| Data to use |
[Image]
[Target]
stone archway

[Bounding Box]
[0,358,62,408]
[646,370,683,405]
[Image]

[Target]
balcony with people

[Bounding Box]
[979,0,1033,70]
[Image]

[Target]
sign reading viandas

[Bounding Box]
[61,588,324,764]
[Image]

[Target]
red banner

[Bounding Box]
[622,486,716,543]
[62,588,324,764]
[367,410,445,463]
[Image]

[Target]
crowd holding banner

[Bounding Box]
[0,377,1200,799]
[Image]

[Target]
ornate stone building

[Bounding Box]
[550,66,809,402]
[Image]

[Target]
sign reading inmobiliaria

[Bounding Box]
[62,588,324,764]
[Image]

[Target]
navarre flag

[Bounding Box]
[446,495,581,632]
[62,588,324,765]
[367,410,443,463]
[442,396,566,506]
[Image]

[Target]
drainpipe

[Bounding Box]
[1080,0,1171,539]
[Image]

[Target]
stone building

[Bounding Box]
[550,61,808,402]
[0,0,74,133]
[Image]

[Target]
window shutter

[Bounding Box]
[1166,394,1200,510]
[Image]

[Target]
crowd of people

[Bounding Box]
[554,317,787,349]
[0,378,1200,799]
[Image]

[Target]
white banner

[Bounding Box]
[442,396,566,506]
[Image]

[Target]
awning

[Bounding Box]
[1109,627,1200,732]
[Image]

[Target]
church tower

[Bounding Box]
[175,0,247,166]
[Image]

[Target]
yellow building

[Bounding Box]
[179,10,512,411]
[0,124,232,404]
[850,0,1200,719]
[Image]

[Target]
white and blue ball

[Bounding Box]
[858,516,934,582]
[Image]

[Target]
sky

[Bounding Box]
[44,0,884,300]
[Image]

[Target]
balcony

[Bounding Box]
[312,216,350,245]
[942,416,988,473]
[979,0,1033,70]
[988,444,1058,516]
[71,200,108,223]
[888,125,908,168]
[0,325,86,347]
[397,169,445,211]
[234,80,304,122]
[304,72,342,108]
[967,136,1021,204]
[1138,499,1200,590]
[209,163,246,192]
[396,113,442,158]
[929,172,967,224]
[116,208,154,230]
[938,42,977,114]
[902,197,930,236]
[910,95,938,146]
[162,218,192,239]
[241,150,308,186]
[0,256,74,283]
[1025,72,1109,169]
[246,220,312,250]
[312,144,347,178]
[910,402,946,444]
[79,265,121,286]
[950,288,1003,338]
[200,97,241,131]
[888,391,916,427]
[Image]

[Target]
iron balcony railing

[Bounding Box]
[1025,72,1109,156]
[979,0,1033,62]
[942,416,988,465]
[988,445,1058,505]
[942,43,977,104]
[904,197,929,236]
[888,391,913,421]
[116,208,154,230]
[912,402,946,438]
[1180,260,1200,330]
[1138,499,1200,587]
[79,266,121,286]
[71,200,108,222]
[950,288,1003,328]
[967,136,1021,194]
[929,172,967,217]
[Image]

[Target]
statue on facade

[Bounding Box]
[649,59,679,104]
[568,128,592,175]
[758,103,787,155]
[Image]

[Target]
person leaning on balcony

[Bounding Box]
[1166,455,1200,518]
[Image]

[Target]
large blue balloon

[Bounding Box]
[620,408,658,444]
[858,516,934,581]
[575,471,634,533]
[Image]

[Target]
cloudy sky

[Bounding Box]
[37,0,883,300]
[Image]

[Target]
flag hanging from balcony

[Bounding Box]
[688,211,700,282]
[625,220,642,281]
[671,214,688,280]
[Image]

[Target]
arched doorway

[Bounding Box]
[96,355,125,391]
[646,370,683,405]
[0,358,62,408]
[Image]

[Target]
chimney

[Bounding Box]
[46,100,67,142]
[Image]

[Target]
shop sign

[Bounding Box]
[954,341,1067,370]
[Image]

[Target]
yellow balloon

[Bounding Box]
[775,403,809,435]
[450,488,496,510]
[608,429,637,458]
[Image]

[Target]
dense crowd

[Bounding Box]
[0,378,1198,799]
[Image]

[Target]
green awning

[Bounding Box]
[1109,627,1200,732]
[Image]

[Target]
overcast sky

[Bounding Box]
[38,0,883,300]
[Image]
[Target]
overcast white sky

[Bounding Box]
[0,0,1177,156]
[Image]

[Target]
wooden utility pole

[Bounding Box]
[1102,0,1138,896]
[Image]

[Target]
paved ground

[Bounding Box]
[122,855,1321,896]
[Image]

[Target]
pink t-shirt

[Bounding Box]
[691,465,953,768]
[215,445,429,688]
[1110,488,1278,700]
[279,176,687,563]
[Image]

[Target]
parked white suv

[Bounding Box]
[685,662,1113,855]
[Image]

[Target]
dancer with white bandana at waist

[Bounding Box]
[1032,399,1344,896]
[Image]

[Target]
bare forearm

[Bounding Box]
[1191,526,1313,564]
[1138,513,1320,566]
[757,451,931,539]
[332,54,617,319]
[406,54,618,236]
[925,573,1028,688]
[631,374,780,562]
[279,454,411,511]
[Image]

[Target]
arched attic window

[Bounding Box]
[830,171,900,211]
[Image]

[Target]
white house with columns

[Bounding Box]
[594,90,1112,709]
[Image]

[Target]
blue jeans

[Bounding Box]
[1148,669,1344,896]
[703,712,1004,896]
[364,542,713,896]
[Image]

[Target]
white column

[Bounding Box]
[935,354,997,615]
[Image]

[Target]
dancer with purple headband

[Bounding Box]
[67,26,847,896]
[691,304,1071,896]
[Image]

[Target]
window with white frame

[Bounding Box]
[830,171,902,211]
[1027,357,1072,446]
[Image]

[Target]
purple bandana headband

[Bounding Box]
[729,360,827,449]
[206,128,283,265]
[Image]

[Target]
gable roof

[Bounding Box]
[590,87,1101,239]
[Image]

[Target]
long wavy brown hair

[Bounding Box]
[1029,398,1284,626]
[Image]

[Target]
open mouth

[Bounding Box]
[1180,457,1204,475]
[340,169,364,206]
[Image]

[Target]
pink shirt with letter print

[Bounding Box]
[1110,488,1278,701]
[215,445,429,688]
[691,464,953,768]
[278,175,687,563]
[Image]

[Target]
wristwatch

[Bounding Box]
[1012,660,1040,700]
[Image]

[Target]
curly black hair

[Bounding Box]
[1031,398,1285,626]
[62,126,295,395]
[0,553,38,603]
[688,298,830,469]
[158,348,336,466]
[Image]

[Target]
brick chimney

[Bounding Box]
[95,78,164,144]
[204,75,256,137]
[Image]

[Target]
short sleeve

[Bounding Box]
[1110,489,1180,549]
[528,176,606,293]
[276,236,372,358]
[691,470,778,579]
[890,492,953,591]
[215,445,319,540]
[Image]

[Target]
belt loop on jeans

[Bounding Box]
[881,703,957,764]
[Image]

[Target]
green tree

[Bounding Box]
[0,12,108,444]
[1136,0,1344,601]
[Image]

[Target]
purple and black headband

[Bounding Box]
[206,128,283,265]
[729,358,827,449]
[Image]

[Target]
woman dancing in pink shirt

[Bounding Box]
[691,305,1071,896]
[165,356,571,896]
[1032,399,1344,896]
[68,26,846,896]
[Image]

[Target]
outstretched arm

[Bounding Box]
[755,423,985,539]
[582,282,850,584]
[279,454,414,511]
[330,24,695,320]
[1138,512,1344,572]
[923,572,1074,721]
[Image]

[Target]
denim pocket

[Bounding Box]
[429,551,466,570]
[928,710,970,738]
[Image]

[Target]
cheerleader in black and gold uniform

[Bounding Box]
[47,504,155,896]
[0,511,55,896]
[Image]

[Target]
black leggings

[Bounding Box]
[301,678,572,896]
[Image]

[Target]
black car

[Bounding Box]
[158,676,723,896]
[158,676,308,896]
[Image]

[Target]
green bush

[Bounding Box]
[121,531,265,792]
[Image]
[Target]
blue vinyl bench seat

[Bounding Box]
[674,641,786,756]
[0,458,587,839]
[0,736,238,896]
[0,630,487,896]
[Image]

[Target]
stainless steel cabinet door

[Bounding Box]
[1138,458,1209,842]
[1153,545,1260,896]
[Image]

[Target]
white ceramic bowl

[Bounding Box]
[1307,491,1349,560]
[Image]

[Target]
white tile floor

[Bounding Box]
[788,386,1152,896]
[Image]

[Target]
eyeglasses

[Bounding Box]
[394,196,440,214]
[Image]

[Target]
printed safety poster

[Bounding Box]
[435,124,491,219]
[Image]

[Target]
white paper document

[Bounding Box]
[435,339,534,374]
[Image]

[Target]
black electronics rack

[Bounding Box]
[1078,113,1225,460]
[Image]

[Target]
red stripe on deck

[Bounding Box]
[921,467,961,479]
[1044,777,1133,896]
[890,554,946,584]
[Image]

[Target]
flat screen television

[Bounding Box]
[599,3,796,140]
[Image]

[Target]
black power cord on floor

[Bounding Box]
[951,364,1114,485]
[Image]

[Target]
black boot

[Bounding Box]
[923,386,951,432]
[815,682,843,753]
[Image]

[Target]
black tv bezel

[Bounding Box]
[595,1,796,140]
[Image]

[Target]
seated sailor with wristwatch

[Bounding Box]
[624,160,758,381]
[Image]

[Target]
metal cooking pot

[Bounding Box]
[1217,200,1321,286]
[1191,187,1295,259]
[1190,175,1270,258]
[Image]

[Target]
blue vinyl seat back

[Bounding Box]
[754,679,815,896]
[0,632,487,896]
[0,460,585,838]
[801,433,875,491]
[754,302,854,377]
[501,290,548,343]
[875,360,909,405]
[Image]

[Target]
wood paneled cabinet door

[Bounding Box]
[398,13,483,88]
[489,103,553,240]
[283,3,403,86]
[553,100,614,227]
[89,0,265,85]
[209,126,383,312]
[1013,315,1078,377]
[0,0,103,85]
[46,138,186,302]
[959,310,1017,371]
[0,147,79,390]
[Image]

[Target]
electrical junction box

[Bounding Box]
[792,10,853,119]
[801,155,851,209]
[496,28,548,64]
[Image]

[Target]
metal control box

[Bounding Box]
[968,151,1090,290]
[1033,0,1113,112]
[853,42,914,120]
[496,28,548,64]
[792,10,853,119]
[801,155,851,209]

| Stated problem |
List every line in the records that contains the word "dancer".

| Exercise answer |
dancer with white bandana at waist
dancer with purple headband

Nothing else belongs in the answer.